- [What to work on]
#1 Copy the Pakistan earthquake report between "The death toll" and "quake, he said.", inclusive, replacing "quake" with "tremor".
#2 Write the next part of the Pakistan earthquake report, picking up after its final sentence.

QUETTA, Pakistan – A strong earthquake struck before dawn Wednesday in southwestern Pakistan, leaving at least 135 people dead, injuring scores more and leaving an estimated 15,000 homeless, officials said.
The death toll was expected to rise as reports arrived from remote areas of Baluchistan, the impoverished province bordering Afghanistan where the magnitude 6.4 quake struck.
The worst-hit area appeared to be Ziarat, where hundreds of mostly mud and timber houses had been destroyed in five villages, Mayor Dilawar Kakar said. Some homes were buried in a landslide triggered by the quake, he said.
"There is great destruction. Not a single house is intact," Kakar told Express News television.
He said the latest death toll stood at 135, and hundreds of people have been injured and some 15,000 were homeless.
"I would like to appeal to the whole world for help. We need food, we need medicine. People need warm clothes, blankets because it is cold here," Kakar said.

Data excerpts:
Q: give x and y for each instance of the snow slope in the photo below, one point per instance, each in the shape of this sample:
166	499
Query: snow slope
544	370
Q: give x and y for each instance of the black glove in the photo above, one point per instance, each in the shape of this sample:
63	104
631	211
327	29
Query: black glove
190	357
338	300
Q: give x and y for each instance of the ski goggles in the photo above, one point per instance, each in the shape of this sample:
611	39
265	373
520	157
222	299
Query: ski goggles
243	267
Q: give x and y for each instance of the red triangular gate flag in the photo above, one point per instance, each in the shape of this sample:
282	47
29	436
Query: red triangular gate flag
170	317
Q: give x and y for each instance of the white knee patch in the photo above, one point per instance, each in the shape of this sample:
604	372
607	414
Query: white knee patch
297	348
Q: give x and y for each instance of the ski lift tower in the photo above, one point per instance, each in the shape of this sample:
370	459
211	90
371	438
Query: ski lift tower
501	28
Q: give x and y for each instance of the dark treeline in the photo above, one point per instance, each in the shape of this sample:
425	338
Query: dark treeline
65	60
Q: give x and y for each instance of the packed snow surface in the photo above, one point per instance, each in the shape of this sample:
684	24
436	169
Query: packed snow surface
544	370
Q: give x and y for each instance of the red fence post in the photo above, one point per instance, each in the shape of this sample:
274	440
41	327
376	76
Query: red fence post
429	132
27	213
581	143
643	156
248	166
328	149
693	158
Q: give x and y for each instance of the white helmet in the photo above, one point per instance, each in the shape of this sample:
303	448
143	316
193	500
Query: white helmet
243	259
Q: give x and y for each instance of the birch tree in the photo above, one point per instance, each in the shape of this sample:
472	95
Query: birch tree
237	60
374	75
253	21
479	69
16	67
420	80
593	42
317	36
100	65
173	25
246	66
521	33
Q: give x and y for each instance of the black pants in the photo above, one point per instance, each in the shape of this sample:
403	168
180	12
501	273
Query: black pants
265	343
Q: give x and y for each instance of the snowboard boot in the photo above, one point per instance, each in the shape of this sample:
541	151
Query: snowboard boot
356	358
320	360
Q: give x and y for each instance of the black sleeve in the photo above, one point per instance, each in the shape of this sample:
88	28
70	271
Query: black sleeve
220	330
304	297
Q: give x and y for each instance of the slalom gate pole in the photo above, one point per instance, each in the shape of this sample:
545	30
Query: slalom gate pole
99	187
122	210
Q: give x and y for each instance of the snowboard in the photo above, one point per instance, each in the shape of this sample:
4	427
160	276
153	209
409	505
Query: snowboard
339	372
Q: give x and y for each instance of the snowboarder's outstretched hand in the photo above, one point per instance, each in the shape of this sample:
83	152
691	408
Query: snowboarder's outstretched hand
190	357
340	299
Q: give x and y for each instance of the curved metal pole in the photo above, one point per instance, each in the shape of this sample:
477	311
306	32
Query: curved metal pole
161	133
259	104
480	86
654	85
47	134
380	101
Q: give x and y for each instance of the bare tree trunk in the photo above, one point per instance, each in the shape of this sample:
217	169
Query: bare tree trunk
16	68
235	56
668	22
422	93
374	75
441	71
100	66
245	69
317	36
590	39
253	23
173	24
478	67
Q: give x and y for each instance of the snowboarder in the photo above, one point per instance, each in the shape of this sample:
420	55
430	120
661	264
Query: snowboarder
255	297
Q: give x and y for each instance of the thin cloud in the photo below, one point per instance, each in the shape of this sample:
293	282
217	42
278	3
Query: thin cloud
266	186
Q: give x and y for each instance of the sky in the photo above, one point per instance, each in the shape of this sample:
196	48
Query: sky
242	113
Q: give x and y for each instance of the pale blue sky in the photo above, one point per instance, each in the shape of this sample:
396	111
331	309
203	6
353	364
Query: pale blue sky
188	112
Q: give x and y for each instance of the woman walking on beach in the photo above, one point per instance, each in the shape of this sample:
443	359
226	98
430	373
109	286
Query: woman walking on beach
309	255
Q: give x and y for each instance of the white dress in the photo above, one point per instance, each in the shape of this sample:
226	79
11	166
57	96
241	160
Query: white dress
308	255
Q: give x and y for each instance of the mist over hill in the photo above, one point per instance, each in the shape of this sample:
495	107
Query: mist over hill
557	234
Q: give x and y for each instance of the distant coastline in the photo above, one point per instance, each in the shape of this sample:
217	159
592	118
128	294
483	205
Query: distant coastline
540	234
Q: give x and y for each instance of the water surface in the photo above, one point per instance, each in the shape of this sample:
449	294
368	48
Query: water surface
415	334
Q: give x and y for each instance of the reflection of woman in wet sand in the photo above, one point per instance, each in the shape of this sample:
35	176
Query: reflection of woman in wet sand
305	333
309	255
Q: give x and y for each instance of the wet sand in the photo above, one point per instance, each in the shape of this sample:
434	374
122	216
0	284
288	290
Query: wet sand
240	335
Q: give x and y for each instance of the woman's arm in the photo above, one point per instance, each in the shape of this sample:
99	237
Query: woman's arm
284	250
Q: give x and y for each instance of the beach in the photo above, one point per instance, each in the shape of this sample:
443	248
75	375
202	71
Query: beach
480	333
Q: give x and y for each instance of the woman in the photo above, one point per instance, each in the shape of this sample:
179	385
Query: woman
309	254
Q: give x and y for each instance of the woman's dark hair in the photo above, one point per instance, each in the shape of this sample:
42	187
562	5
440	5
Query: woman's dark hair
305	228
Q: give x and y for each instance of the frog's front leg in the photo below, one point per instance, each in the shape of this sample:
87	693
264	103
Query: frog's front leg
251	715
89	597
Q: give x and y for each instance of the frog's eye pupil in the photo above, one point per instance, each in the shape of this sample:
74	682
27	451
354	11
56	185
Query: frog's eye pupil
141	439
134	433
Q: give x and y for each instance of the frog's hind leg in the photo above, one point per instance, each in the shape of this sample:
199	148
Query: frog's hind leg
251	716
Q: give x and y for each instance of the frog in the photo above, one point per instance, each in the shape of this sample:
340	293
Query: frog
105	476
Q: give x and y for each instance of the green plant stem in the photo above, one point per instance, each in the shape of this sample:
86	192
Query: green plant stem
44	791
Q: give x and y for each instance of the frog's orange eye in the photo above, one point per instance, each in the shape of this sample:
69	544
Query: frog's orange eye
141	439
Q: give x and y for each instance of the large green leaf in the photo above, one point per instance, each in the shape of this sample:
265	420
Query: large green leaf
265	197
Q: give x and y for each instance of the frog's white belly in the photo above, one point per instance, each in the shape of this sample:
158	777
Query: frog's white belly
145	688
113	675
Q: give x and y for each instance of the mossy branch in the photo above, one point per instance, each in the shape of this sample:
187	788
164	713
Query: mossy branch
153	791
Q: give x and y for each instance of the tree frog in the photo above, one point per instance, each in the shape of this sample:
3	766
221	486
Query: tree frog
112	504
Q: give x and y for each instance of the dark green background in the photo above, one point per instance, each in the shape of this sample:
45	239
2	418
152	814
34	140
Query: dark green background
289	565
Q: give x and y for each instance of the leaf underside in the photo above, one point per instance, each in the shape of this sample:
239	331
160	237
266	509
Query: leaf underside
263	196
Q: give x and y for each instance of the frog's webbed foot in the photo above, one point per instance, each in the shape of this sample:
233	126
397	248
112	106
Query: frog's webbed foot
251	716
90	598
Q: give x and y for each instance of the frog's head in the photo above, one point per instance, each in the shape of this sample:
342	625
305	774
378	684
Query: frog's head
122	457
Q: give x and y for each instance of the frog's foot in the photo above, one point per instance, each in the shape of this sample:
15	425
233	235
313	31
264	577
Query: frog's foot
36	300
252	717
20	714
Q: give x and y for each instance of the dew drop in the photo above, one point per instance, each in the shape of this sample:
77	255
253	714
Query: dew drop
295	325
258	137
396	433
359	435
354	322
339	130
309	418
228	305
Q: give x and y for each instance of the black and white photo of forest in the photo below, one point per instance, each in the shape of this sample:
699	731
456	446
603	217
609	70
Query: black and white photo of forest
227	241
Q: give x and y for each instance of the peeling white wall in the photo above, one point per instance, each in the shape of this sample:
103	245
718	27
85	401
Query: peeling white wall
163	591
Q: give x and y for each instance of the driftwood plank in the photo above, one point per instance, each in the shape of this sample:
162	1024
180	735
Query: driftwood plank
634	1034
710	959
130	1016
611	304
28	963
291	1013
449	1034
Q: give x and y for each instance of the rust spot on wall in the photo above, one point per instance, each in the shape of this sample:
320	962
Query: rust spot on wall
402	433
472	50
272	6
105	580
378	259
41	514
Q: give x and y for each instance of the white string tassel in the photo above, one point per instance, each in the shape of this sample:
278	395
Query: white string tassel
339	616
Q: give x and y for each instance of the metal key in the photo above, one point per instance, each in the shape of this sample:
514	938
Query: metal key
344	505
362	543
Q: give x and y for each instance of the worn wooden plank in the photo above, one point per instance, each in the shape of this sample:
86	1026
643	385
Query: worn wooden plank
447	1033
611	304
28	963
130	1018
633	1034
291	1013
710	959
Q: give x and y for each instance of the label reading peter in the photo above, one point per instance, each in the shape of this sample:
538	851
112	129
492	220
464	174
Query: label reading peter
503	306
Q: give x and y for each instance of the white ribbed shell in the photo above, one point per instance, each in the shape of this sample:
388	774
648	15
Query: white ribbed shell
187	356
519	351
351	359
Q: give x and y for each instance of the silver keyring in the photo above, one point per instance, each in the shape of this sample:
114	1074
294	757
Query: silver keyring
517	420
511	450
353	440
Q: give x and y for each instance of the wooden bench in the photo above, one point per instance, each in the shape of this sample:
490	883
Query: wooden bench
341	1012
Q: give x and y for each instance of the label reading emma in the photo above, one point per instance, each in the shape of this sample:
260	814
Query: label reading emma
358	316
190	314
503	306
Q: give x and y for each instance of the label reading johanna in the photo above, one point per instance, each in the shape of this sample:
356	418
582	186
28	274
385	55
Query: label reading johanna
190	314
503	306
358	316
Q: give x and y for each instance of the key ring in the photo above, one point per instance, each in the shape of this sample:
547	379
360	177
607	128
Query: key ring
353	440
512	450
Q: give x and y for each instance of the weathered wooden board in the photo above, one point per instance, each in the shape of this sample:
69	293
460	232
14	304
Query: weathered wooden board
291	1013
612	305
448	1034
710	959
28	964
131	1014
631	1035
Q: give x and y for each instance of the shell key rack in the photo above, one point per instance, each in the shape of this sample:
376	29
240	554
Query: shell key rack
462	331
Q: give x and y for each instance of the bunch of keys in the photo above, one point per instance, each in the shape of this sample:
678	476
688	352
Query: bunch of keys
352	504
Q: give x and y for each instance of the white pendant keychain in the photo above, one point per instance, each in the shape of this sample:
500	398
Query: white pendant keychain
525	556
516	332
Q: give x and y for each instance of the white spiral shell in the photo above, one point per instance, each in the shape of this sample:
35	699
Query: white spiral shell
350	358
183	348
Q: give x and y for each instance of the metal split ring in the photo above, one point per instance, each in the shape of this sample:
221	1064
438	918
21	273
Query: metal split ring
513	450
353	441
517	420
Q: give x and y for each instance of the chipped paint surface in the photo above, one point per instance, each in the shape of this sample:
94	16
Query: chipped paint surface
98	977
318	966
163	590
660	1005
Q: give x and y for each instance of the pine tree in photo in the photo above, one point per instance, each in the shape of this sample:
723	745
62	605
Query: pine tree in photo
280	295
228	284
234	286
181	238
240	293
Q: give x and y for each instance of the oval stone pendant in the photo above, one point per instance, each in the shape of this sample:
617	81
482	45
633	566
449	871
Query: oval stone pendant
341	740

- [Answers by item]
#1
The death toll was expected to rise as reports arrived from remote areas of Baluchistan, the impoverished province bordering Afghanistan where the magnitude 6.4 tremor struck.
The worst-hit area appeared to be Ziarat, where hundreds of mostly mud and timber houses had been destroyed in five villages, Mayor Dilawar Kakar said. Some homes were buried in a landslide triggered by the tremor, he said.

#2
In the village of Sohi, a reporter for AP Television News saw the bodies of 17 people killed in one collapsed house and 12 from another. Distraught residents were digging a mass grave in which to bury them.
"We can't dig separate graves for each of them, as the number of deaths is high and still people are searching in the rubble" of many other homes, said Shamsullah Khan, a village elder.
Other survivors sat stunned in the open, with little more than the clothes in which they had been sleeping.
In the nearby town of Kawas, dozens of dead and injured were brought to a hospital in Kawas in Ziarat district. A doctor there, Mohammed Irfan, said the hospital was unable to cope with the number of injured.
With roads blocked by landslides, officials said the army was ferrying troops and medical teams on four helicopters to villages in the quake zone and airlifting a field hospital as well as thousands of tents and blankets to the area.
The quake struck two hours before dawn and had a preliminary magnitude of 6.4, the U.S. Geological Survey reported. It was a shallow 10 miles below the surface and was centered about 400 miles southwest of the capital, Islamabad.
Pakistan is prone to violent seismic upheavals. Wednesday's quake was the deadliest since a magnitude-7.6 quake devastated Kashmir and northern Pakistan in October 2005, killing about 80,000 people and leaving hundreds of thousands homeless.
Officials said the area hit on Wednesday was much less densely populated.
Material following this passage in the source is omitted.